Items from a data source
** start **
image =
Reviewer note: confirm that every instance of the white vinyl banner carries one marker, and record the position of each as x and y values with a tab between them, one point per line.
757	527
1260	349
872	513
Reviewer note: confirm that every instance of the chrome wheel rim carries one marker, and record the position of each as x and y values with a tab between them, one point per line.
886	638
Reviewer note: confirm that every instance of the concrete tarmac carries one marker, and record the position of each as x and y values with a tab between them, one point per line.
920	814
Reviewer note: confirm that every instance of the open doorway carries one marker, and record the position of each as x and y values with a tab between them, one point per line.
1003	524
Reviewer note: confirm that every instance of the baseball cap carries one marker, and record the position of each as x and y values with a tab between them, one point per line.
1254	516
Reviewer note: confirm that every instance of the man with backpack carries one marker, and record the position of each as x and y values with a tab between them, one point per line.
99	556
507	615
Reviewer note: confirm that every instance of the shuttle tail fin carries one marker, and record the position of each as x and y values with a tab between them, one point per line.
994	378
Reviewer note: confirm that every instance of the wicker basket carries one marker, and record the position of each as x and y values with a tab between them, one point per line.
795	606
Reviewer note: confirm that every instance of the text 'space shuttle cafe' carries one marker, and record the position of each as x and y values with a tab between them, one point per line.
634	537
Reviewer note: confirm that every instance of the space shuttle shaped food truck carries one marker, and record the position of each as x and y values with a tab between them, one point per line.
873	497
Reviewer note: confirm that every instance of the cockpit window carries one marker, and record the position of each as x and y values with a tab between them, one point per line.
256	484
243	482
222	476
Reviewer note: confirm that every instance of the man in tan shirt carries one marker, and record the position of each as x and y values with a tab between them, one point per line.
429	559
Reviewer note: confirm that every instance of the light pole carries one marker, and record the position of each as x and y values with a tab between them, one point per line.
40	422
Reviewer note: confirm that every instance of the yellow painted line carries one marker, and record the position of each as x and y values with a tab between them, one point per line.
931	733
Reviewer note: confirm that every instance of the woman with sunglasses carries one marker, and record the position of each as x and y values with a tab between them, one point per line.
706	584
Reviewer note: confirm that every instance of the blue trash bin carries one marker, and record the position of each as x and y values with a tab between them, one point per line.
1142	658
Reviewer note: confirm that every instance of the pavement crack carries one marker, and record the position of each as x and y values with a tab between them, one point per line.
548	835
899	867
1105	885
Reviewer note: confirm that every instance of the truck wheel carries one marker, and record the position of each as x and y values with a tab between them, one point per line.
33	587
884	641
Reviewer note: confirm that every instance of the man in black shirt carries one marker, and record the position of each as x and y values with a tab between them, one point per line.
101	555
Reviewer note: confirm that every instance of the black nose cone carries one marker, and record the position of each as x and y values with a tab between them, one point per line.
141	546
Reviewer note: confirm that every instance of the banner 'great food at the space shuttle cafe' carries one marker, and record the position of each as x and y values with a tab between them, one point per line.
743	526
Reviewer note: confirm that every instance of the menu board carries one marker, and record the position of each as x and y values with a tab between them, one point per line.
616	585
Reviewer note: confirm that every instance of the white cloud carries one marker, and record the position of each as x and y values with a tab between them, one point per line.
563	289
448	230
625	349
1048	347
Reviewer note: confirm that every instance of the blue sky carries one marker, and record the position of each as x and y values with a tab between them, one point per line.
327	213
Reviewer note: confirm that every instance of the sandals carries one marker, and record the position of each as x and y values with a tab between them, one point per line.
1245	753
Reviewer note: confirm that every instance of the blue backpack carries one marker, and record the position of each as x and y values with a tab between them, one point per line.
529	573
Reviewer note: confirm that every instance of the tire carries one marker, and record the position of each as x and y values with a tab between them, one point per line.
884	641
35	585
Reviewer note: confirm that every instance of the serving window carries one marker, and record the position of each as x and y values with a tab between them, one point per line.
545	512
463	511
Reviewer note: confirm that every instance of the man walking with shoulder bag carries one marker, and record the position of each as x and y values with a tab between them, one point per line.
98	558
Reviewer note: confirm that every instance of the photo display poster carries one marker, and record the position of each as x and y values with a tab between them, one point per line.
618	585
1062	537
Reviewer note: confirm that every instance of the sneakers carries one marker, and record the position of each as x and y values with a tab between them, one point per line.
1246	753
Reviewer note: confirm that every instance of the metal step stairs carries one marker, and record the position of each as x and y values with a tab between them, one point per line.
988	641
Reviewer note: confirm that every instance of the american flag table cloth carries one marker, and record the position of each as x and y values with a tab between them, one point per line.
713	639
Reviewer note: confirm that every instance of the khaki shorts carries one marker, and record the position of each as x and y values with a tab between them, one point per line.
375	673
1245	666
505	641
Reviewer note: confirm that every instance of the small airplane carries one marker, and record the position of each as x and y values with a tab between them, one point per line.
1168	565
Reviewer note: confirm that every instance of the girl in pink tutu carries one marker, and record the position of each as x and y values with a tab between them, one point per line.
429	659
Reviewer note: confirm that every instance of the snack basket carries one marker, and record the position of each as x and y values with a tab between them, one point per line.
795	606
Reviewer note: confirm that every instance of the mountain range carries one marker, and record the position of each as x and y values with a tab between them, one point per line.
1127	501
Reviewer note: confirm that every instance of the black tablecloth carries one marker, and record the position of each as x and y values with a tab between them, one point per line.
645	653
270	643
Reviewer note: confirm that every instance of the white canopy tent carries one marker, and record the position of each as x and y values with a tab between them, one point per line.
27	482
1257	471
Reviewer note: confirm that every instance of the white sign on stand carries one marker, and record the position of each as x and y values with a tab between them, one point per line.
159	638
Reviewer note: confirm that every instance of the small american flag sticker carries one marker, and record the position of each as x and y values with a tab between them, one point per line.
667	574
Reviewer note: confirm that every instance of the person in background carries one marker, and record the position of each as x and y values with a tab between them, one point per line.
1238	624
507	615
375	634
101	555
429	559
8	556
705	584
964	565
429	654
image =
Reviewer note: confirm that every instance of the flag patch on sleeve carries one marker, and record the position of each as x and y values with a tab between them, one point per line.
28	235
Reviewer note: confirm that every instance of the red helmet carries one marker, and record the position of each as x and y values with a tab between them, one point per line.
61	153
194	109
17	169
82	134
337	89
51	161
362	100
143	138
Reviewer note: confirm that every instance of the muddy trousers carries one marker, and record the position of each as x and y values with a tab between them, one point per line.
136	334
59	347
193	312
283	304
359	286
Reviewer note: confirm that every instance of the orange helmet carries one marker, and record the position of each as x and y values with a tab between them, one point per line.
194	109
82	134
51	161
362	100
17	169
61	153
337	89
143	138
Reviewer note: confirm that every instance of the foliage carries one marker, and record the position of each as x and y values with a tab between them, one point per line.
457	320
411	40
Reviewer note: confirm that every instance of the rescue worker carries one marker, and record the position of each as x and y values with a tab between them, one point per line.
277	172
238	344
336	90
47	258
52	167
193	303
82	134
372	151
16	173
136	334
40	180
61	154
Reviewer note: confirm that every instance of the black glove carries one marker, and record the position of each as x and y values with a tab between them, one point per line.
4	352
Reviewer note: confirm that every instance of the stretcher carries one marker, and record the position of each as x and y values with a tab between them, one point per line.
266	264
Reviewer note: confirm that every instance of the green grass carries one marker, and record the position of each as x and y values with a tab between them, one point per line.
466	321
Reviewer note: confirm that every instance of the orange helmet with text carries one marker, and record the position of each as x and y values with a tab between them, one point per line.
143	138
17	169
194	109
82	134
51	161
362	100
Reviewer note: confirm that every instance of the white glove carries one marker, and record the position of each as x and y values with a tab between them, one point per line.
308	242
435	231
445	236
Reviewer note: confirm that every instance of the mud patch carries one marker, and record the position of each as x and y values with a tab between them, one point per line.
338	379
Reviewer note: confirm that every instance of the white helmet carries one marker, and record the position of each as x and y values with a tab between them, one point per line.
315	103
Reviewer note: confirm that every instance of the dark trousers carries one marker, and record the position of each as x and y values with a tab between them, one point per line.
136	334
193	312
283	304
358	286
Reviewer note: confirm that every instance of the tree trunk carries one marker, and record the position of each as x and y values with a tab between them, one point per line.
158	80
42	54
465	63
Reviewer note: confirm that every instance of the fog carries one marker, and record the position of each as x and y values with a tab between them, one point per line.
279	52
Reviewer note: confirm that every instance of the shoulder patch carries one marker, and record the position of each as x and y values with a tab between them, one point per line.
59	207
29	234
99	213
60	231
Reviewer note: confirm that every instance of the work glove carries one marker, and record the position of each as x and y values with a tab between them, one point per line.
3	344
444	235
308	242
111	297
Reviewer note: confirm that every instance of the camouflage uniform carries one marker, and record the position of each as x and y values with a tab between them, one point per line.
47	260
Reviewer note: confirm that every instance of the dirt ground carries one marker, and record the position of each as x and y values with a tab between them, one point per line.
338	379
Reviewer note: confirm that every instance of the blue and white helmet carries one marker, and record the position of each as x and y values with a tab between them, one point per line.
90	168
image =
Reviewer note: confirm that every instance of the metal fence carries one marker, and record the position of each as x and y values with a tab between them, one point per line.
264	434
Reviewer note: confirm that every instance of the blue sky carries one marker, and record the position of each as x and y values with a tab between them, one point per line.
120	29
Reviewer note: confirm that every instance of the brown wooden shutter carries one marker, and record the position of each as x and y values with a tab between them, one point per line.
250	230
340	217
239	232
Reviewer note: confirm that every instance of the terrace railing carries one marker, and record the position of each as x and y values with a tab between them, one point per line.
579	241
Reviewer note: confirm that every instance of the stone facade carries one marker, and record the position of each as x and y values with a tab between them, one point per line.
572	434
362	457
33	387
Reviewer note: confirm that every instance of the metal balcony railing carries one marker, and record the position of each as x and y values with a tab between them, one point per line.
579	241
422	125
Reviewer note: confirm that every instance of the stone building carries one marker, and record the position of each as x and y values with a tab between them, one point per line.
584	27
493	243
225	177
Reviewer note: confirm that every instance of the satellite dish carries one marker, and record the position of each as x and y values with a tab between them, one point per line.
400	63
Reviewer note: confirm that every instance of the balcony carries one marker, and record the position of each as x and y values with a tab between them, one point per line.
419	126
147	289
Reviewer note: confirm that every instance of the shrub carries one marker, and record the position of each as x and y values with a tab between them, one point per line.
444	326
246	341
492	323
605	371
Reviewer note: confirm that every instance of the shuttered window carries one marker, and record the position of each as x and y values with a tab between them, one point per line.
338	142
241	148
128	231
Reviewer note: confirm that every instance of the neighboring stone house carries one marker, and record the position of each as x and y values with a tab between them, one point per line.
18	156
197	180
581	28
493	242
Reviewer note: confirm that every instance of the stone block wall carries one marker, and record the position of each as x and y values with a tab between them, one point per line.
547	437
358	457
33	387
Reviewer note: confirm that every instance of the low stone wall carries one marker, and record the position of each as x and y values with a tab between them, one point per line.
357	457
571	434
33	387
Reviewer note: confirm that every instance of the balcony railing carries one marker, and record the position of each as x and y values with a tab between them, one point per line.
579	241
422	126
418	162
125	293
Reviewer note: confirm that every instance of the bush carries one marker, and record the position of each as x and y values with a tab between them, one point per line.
** end **
INSTRUCTION.
Copy only this span: the line that contains "Reviewer note: confirm that every instance of the stone block", the last line, and every line between them.

SOLUTION FOR THIS TASK.
Reviewer note: confirm that every instance of the stone block wall carries one marker, and record the position of each as x and y values with a tab between them, one point per line.
547	437
358	457
33	387
Reviewer note: confirm that every instance of the low stone wall carries one marker, and record the position of each as x and y values with a tab between them, one point per line.
357	457
571	434
33	387
Reviewer note: confirm that every instance of the balcony railing carries one marker, and record the position of each as x and y values with a tab between them, one point per line.
579	241
422	126
418	162
125	293
Reviewer note: confirm that every instance of the bush carries one marker, and record the position of each as x and y values with a tab between them, one point per line.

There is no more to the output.